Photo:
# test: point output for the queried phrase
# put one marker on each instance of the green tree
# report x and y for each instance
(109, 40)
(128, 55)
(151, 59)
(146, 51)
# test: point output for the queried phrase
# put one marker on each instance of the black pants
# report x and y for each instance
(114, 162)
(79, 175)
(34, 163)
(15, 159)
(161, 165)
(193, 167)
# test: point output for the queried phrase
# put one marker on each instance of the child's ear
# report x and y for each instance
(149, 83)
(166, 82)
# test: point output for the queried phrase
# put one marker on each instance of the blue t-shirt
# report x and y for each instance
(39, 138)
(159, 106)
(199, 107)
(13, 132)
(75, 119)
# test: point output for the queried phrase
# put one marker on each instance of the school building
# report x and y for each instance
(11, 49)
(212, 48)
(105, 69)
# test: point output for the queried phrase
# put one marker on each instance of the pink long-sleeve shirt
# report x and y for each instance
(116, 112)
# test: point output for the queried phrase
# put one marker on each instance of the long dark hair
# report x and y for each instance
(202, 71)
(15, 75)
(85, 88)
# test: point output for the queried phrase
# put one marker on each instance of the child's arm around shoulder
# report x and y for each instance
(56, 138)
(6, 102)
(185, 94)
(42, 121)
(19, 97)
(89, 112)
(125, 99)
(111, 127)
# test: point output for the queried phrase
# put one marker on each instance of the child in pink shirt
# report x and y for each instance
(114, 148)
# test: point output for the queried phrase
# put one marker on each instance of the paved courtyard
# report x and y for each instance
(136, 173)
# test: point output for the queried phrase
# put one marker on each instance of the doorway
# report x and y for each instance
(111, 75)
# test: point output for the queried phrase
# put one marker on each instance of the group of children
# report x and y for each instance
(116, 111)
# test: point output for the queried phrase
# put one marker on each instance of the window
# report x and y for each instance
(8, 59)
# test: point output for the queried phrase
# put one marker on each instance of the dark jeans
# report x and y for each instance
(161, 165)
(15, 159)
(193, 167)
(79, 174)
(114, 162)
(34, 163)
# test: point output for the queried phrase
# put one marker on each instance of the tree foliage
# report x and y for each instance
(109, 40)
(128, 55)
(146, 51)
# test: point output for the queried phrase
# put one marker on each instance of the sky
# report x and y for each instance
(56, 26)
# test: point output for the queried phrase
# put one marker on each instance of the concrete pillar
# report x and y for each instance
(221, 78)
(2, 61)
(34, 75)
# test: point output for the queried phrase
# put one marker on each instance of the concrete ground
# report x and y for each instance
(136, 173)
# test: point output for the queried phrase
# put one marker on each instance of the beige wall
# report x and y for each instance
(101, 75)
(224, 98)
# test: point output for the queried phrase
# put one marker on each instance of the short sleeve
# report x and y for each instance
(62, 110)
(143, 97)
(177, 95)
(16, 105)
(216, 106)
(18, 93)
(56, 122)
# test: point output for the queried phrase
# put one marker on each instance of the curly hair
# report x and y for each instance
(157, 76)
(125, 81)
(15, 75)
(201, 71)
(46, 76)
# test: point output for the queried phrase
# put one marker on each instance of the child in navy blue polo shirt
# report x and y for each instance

CHALLENGE: Reproduce the data in its entirety, matching each character.

RESPONSE TO THE TASK:
Photo:
# test: point output for the queried phrase
# put one marker on each instance of the green tree
# report x and y for each instance
(109, 40)
(128, 55)
(151, 59)
(146, 51)
# test: point output for the queried phrase
# put one marker on each instance of the black pants
# report x and y for each instance
(114, 162)
(79, 175)
(34, 163)
(15, 159)
(161, 165)
(193, 167)
# test: point output for the queried phrase
# put one marker on each instance of the child's ear
# report x and y for each instance
(149, 83)
(166, 82)
# test: point output for the queried phrase
# put one marker on each instance of the blue t-shirt
# report x and y for each instance
(39, 138)
(159, 106)
(199, 107)
(13, 132)
(75, 119)
# test: point output for the queried phrase
# put one marker on each instance of the school building
# report x and y for each instance
(11, 49)
(212, 48)
(105, 69)
# test: point output for the queried phrase
# put one marker on each instance of the pink long-sleeve shirt
# report x and y for each instance
(116, 112)
# test: point output for the queried phrase
# put one marker on each instance of the long dark hair
# report x and y for each instance
(202, 71)
(15, 75)
(85, 88)
# test: point output for the queried phrase
# put one marker on each instance of the child's arm around shoulder
# report x and y for each instance
(56, 138)
(6, 102)
(185, 94)
(42, 121)
(19, 97)
(89, 112)
(125, 99)
(111, 127)
# test: point output for the queried phrase
# put one marker on each instance of the child in pink shirt
# report x and y for each instance
(114, 148)
# test: point output for the queried phrase
# put one marker on each instance of the paved courtyard
# report x and y for each instance
(136, 173)
# test: point output for the queried phrase
# put one marker on each instance of the doorway
# report x and y for each instance
(111, 75)
# test: point output for the queried phrase
# put one marker on each instance of the group of children
# report x and y for each instance
(116, 111)
# test: point output for the queried phrase
# put one marker on each instance of the window
# report x and y for each instance
(8, 59)
# test: point output for the queried phrase
# put one marker on each instance of the dark jeans
# report x and y for each instance
(161, 165)
(15, 159)
(193, 167)
(79, 174)
(114, 162)
(34, 163)
# test: point output for the queried phrase
# put one marker on each instance of the tree foliage
# report x and y for each instance
(109, 40)
(128, 55)
(146, 51)
# test: point output for the queried phrase
# put one marker on each instance of the sky
# report x and y for each instance
(56, 26)
# test: point output for the queried phrase
# put one marker on each instance of the concrete pillar
# report x and y for each instance
(221, 78)
(2, 61)
(34, 75)
# test: point output for the queried phrase
# put one marker on each instance of the concrete ground
# report x and y for each instance
(136, 173)
# test: point output for the queried phrase
# put one marker on each instance of the beige wall
# report x and y for each instance
(101, 75)
(224, 98)
# test: point output for the queried phrase
# put one marker on each instance of the short sleeve
# report x and y for each instance
(62, 110)
(143, 97)
(177, 95)
(16, 105)
(216, 106)
(18, 93)
(56, 122)
# test: point output for the queried phrase
# put one marker on each instance of the curly hair
# report x and y for each instance
(157, 76)
(125, 81)
(15, 75)
(201, 71)
(46, 76)
# test: point output for the queried phrase
# put one marker on each instance of the child in navy blue polo shirt
# report x and y for each instance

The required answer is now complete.